**SET TASK:** Revise the items below so that "mask" becomes "outline" and everything else stays the same. Leave the pictures out of your answer.

[Labeled outline entries]

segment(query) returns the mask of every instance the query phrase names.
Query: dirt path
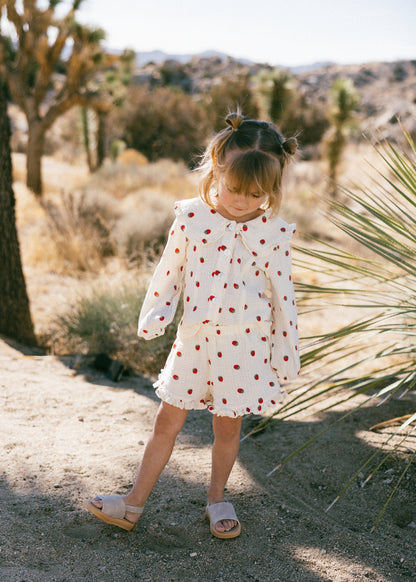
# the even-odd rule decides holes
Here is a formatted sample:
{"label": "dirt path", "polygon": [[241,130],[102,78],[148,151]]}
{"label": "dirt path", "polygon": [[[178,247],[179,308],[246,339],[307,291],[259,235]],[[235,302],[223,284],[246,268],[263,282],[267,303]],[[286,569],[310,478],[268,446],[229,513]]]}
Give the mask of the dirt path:
{"label": "dirt path", "polygon": [[[95,521],[82,499],[129,487],[157,408],[150,379],[113,383],[71,358],[0,340],[0,580],[2,582],[400,582],[416,579],[416,472],[370,527],[404,460],[325,508],[374,450],[363,409],[272,477],[285,455],[337,414],[300,418],[241,445],[229,482],[243,525],[221,541],[204,518],[210,414],[192,412],[138,527]],[[393,401],[392,414],[409,402]],[[247,431],[250,420],[246,420]]]}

**WRITTEN SOLUTION:**
segment(query) returns the outline of every instance the query phrase names.
Query: dirt path
# the even-odd rule decides holes
Here is a formatted sample:
{"label": "dirt path", "polygon": [[241,130],[102,78],[148,151]]}
{"label": "dirt path", "polygon": [[[178,247],[179,308],[246,339],[307,291],[259,235]],[[235,302],[223,284],[246,268],[263,282],[267,303]],[[286,569],[310,478],[268,446],[229,513]]]}
Give the outline of the dirt path:
{"label": "dirt path", "polygon": [[[95,521],[82,499],[129,487],[157,408],[150,379],[113,383],[71,358],[0,340],[0,580],[2,582],[400,582],[416,579],[416,472],[370,527],[404,460],[325,508],[374,450],[363,409],[272,477],[285,455],[337,414],[300,418],[241,445],[229,482],[243,525],[221,541],[204,518],[210,414],[192,412],[138,527]],[[393,401],[392,414],[409,402]],[[247,431],[250,420],[246,420]]]}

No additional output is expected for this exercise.